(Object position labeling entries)
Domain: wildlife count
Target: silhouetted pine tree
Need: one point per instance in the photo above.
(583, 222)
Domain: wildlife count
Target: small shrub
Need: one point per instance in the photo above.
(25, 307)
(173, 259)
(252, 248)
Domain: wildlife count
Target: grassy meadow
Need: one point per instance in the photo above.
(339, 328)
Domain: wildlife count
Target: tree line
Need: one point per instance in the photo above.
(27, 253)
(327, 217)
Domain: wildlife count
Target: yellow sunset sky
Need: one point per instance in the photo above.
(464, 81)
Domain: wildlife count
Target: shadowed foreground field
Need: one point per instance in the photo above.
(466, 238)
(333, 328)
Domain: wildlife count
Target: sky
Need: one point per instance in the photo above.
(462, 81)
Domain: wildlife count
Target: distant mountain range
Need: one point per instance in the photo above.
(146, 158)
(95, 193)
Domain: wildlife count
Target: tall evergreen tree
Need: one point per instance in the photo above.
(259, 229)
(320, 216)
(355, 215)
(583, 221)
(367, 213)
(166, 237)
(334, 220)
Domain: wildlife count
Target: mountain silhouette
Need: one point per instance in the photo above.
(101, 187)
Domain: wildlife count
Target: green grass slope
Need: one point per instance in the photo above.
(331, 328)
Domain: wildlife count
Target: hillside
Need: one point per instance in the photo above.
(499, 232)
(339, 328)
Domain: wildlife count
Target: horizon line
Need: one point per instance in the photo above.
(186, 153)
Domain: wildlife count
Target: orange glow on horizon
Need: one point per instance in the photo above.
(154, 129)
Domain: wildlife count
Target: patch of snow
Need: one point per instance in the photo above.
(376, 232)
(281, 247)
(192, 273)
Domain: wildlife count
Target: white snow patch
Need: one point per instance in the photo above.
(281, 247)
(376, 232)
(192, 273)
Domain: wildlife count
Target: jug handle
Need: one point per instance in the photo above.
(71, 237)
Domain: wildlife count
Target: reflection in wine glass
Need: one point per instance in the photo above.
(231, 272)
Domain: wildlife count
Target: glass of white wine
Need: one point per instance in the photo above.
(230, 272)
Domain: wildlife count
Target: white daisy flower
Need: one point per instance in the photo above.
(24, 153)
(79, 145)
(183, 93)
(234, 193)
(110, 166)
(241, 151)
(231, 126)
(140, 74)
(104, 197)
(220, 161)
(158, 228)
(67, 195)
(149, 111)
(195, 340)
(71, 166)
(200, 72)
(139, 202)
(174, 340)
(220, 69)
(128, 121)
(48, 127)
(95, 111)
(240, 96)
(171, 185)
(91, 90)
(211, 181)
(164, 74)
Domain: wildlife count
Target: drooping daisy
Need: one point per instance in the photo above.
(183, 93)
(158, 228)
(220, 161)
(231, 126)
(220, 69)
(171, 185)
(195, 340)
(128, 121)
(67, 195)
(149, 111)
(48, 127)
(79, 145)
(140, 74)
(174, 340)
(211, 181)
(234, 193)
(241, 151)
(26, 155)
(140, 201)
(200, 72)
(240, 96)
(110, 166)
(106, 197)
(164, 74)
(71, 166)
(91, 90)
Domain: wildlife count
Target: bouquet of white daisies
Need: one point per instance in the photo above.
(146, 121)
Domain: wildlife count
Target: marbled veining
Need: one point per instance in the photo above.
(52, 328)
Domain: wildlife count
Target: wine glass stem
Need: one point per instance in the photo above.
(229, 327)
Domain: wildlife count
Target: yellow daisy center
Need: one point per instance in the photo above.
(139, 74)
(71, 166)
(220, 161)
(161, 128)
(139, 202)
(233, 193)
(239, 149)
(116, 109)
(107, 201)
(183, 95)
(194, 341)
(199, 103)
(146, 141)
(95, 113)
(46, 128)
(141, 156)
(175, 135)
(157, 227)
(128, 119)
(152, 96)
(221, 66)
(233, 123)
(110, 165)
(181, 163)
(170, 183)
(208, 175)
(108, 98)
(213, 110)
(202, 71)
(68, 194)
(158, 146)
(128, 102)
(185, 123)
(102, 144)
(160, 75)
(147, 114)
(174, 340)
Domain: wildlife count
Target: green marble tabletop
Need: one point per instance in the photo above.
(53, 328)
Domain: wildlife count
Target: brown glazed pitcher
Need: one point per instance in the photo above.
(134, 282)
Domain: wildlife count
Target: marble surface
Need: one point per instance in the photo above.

**Job:**
Restate the listing in full, word for word.

**The output:**
Domain: wildlife count
Target: silhouetted pine tree
Need: one point per instance in the photo above.
(583, 222)
Domain: wildlife count
Target: small shrub
Need: one point per instance in the photo above.
(25, 307)
(173, 259)
(252, 248)
Domain: wildlife count
Target: grassy meadow
Need: one point per instance in the photo above.
(339, 328)
Domain: wildlife count
Target: tree line
Need: one point per instance in the photo above.
(27, 253)
(327, 217)
Domain: wildlife count
Target: yellow sunset sky
Need: one point per instance in the photo above.
(464, 81)
Domain: wildlife count
Target: shadowed foreground field
Need: one point per instance in the photo above.
(466, 238)
(333, 328)
Domain: wildlife count
Target: sky
Need: one point per instance in the photo above.
(462, 81)
Domain: wildlife count
Target: distant mountain range
Need: one point per instance in the photo above.
(146, 158)
(95, 193)
Domain: wildlife count
Target: tall evergreen tree
Need: one point per instance in the photo above.
(259, 229)
(320, 216)
(355, 215)
(583, 221)
(367, 213)
(166, 237)
(334, 220)
Domain: wildlife count
Target: mountain silhouette
Need: one point per instance in the photo above.
(101, 187)
Domain: wildlife count
Target: green grass slope
Need: one point per instance in the photo above.
(331, 328)
Domain: wildlife count
Target: hillside
Need: one point per instance in the photo above.
(499, 232)
(339, 328)
Domain: wildlife count
Target: horizon line
Need: one point per instance in the photo above.
(186, 153)
Domain: wildlife count
Target: orange glow on horizon
Need: one point per instance in the photo above.
(154, 129)
Domain: wildlife count
Target: patch of snow
Need: one point per instance in the photo above.
(376, 232)
(281, 247)
(192, 273)
Domain: wildlife count
Target: white snow patch
Need: one point per instance in the photo above.
(281, 247)
(376, 232)
(192, 273)
Domain: wildlife count
Target: jug handle
Need: one point per instance in the photo above.
(71, 237)
Domain: wildlife count
Target: reflection in wine glass
Need: one point per instance in the photo above.
(231, 272)
Domain: wildlife count
Target: glass of white wine
Need: one point per instance in the photo above.
(230, 272)
Domain: wildlife count
Target: white daisy flower
Need: one point per instance in the photo above.
(24, 153)
(79, 145)
(183, 93)
(234, 193)
(110, 166)
(241, 151)
(231, 126)
(140, 74)
(104, 197)
(220, 161)
(158, 228)
(67, 195)
(149, 111)
(195, 340)
(71, 166)
(200, 72)
(139, 202)
(174, 340)
(220, 69)
(128, 121)
(48, 127)
(95, 111)
(240, 96)
(171, 185)
(91, 90)
(211, 181)
(164, 74)
Domain: wildlife count
Target: drooping daisy
Need: one point per instance in the photo above.
(183, 93)
(158, 228)
(220, 161)
(231, 126)
(220, 69)
(171, 185)
(195, 340)
(128, 121)
(67, 195)
(149, 111)
(48, 127)
(79, 145)
(140, 74)
(174, 340)
(211, 181)
(234, 193)
(241, 151)
(26, 155)
(140, 201)
(200, 72)
(240, 96)
(110, 166)
(106, 197)
(164, 74)
(71, 166)
(91, 90)
Domain: wildlife count
Target: bouquet of white daisies
Need: one point per instance in the photo above.
(146, 121)
Domain: wildlife count
Target: marbled veining
Need: one point per instance in the photo above.
(52, 328)
Domain: wildlife count
Target: wine glass stem
Need: one point per instance in the photo above.
(229, 327)
Domain: wildlife count
Target: yellow daisy center
Need: one point per instance in the photo above.
(139, 74)
(71, 166)
(220, 161)
(161, 128)
(139, 202)
(233, 193)
(239, 149)
(116, 109)
(107, 201)
(183, 95)
(194, 341)
(199, 103)
(146, 141)
(95, 113)
(46, 128)
(141, 156)
(175, 135)
(157, 227)
(128, 119)
(152, 96)
(221, 66)
(233, 123)
(110, 165)
(181, 163)
(170, 183)
(208, 175)
(108, 98)
(213, 110)
(202, 71)
(68, 194)
(158, 146)
(128, 102)
(185, 123)
(102, 144)
(160, 75)
(147, 114)
(174, 340)
Domain: wildlife count
Target: green marble tabletop
Need: one point per instance in the photo above.
(53, 328)
Domain: wildlife count
Target: brown glazed pitcher
Need: one point per instance in the photo above.
(134, 282)
Domain: wildlife count
Target: marble surface
Need: one point per instance in the photo above.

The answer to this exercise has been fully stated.